# SUPPLIED DATA
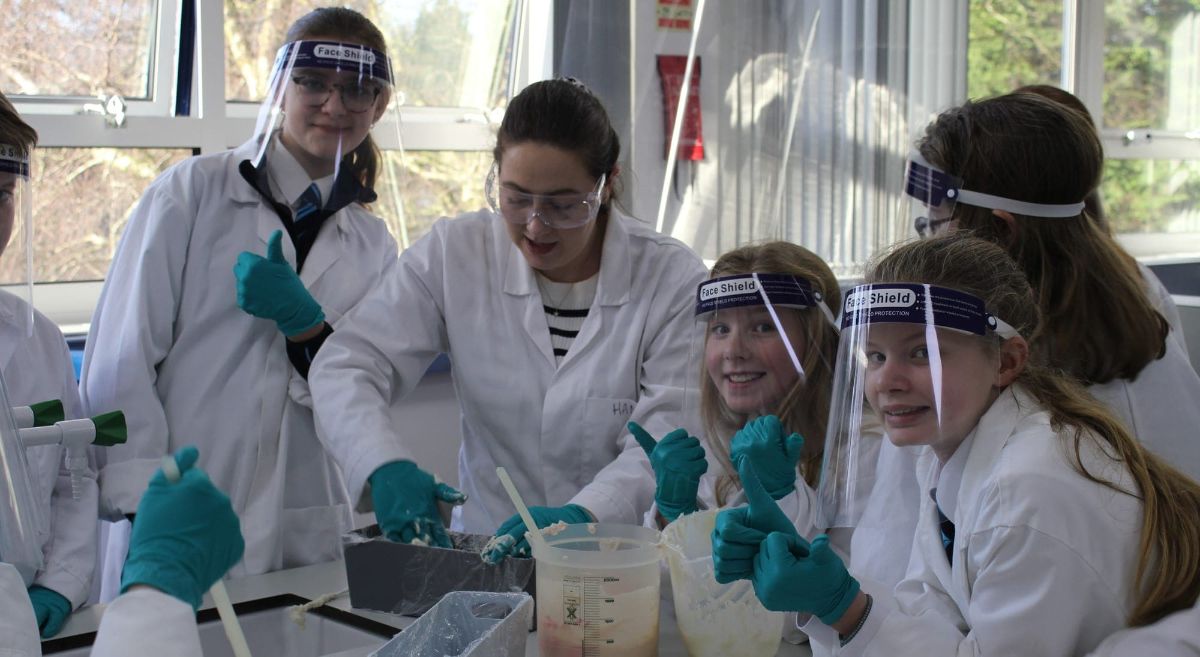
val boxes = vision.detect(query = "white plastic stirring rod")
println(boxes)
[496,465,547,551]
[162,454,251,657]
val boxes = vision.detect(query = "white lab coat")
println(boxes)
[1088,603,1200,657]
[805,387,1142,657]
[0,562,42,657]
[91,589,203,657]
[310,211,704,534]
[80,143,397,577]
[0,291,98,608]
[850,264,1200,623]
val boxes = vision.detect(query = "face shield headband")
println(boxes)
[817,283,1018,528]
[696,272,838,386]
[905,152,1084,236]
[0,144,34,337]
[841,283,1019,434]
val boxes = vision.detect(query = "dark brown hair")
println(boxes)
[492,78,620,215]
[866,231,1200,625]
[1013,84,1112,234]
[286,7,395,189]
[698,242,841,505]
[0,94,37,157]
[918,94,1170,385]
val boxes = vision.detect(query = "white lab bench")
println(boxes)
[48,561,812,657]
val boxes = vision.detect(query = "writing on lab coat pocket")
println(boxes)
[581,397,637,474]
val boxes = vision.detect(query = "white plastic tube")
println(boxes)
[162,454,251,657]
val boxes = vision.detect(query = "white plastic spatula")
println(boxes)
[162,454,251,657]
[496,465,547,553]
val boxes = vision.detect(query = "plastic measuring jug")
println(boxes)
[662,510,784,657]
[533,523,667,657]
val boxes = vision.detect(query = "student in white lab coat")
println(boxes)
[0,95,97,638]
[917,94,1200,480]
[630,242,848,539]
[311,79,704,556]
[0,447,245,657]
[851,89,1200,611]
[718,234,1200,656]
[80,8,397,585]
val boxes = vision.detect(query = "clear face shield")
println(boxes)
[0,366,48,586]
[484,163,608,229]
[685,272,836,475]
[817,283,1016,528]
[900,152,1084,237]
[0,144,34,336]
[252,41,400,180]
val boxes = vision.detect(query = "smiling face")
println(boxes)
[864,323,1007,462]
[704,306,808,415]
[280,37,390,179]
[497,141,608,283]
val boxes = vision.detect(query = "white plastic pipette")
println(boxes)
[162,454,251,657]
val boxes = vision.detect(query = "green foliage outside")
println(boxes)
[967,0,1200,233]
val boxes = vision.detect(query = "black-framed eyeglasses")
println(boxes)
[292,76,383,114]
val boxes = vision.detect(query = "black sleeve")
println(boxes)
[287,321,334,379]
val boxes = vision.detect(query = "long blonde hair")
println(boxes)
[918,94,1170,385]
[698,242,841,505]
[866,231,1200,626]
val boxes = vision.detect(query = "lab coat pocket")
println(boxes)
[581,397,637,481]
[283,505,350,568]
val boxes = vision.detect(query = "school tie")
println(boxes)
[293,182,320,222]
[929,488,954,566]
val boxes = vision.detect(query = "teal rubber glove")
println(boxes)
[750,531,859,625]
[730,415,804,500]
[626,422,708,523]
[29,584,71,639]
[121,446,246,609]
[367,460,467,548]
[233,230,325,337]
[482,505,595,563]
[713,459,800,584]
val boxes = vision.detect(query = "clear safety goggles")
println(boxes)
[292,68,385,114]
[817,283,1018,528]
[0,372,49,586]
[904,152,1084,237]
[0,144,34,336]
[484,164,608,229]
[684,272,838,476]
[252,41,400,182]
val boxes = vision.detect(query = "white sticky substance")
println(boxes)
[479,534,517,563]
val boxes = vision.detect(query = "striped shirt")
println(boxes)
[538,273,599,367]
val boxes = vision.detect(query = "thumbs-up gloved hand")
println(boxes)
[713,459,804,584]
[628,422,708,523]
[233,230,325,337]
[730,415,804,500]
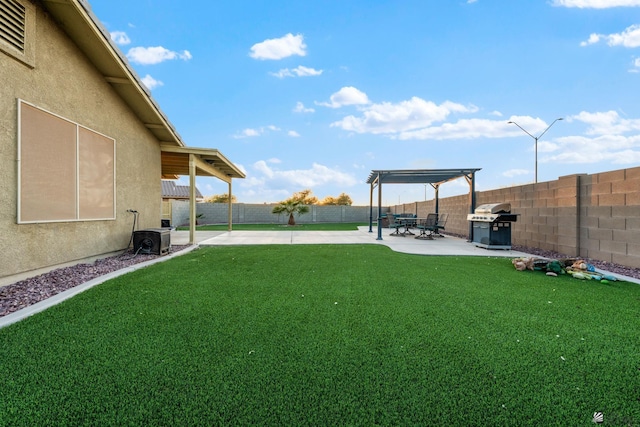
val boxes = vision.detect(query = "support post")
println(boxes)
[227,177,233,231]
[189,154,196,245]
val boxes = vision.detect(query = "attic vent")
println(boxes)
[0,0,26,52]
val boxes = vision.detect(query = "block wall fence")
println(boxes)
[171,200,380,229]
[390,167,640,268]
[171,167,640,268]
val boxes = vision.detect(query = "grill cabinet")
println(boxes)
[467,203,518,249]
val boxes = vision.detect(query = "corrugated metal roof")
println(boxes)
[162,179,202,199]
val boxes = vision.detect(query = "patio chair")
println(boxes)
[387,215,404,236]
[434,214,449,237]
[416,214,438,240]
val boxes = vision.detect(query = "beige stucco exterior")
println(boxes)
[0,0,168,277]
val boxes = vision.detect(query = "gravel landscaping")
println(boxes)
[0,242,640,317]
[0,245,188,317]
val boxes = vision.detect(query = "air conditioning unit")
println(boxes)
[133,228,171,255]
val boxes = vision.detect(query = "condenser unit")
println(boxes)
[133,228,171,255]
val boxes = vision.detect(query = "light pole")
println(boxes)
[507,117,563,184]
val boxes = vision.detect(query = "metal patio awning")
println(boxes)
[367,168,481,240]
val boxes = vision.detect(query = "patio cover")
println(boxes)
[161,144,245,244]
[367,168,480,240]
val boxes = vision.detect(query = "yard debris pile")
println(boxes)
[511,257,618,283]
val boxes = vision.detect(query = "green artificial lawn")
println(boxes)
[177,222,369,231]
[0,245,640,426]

# EXERCISE GOAL
Reproduce the listing above exactly, excluding all pictures.

# EXPECTED ANSWER
val boxes = vision.detect(query = "white plastic stirring rod")
println(boxes)
[496,465,547,551]
[162,454,251,657]
val boxes = vision.detect(query = "white lab coat")
println(boxes)
[1088,603,1200,657]
[805,387,1142,657]
[0,562,42,657]
[91,589,203,657]
[310,211,704,534]
[80,143,397,577]
[0,291,98,608]
[850,264,1200,623]
val boxes = vision.detect(query = "face shield headband")
println(boxes)
[817,283,1018,528]
[696,272,838,386]
[905,152,1084,236]
[0,144,34,337]
[841,283,1019,434]
val boxes = vision.detect(query = "dark brown hair")
println(boxes)
[492,78,620,215]
[866,231,1200,625]
[1013,84,1112,234]
[286,7,395,189]
[698,242,841,505]
[0,94,37,157]
[918,94,1170,385]
val boxes = vision.detect(query = "white lab bench")
println(boxes)
[48,561,812,657]
val boxes = vision.detect(query = "writing on lab coat pocket")
println(boxes)
[581,397,637,474]
val boxes = vision.detect(query = "white plastic tube")
println(boxes)
[162,454,251,657]
val boxes = vision.detect(query = "white plastic spatula")
println(boxes)
[162,454,251,657]
[496,465,547,553]
val boxes = vision.detect(query = "plastic measuring jug")
println(boxes)
[662,510,784,657]
[533,523,667,657]
val boxes = vision.detect(query = "student in white lab coat")
println(boxes)
[0,95,97,638]
[917,94,1200,480]
[630,242,848,539]
[311,79,704,556]
[0,447,245,657]
[851,89,1200,611]
[718,234,1200,656]
[80,8,397,585]
val boxes = vision.detect(query = "clear face shield")
println(boxes)
[0,366,48,586]
[484,163,608,229]
[685,272,836,475]
[817,283,1016,528]
[900,152,1084,237]
[0,144,34,336]
[252,41,400,180]
val boxes = vision.detect(query = "smiling face")
println(boxes)
[864,323,1007,462]
[704,306,808,415]
[280,37,390,179]
[497,141,608,283]
val boxes = vision.detect(query = "white plastic pipette")
println(boxes)
[162,454,251,657]
val boxes = vision.detect(query = "green foliage outside")
println(boxes)
[967,0,1200,233]
val boxes = vision.detect(query = "black-framed eyeglasses")
println(boxes)
[292,76,383,114]
val boxes = vision.detect(query = "black sleeve")
println(boxes)
[287,321,334,379]
val boxes = vision.detect(query = "long blonde hair")
println(boxes)
[918,94,1170,385]
[698,242,841,505]
[866,231,1200,626]
val boxes = vision.detect(query = "lab coat pocket")
println(boxes)
[581,397,637,481]
[283,505,350,568]
val boxes = vision.detect(query = "school tie")
println(boxes)
[293,182,320,222]
[929,488,954,566]
val boxes = vision.detect(query = "teal rubber glove")
println(boxes)
[750,531,859,625]
[730,415,804,500]
[626,422,708,523]
[29,584,71,639]
[121,446,246,609]
[367,460,467,548]
[233,230,325,337]
[482,505,595,563]
[713,459,800,584]
val boxes = vision.detect(query = "clear safety goggles")
println(boxes)
[292,68,385,114]
[817,283,1018,528]
[0,372,49,586]
[904,152,1084,237]
[0,144,34,336]
[484,164,608,229]
[684,272,838,476]
[252,41,400,182]
val boxes = vision.detect(query = "white sticky substance")
println(boxes)
[479,534,517,563]
val boxes = vision.detect(query = "striped shirt")
println(boxes)
[538,273,599,367]
val boxes = vision.detect(query = "thumbs-up gloved hand")
println(boxes)
[713,459,804,584]
[628,422,708,523]
[233,230,325,337]
[730,415,804,500]
val boxes = vision.detect(query = "support post")
println(boxes)
[227,177,233,231]
[189,154,196,245]
val boxes = vision.detect(query = "attic vent")
println(boxes)
[0,0,26,52]
val boxes = vision.detect(query = "block wall fence")
println(boxes)
[171,200,380,229]
[390,167,640,268]
[171,167,640,268]
val boxes = vision.detect(query = "grill cabinet")
println(boxes)
[467,203,518,249]
val boxes = vision.detect(query = "corrugated metal roof")
println(boxes)
[162,179,202,199]
val boxes = vision.detect(query = "patio chair")
println(boxes)
[387,215,404,236]
[434,214,449,237]
[416,214,438,240]
val boxes = vision.detect(query = "beige stucco exterior")
println(boxes)
[0,0,168,277]
val boxes = vision.detect(query = "gravel landscaping")
println(boxes)
[0,242,640,317]
[0,245,188,317]
val boxes = vision.detect(query = "air conditioning unit")
println(boxes)
[133,228,171,255]
val boxes = vision.detect(query = "condenser unit")
println(boxes)
[133,228,171,255]
val boxes = vision.detect(query = "light pole")
println(boxes)
[507,117,563,184]
val boxes = vision.detect(query = "metal patio awning")
println(boxes)
[367,168,481,240]
val boxes = vision.detect(query = "patio cover")
println(boxes)
[161,144,245,244]
[367,168,480,240]
val boxes = vision.detect(query = "yard debris pile")
println(boxes)
[511,257,618,283]
val boxes = vision.detect(query = "green artificial lawn")
println(boxes)
[177,222,369,231]
[0,245,640,426]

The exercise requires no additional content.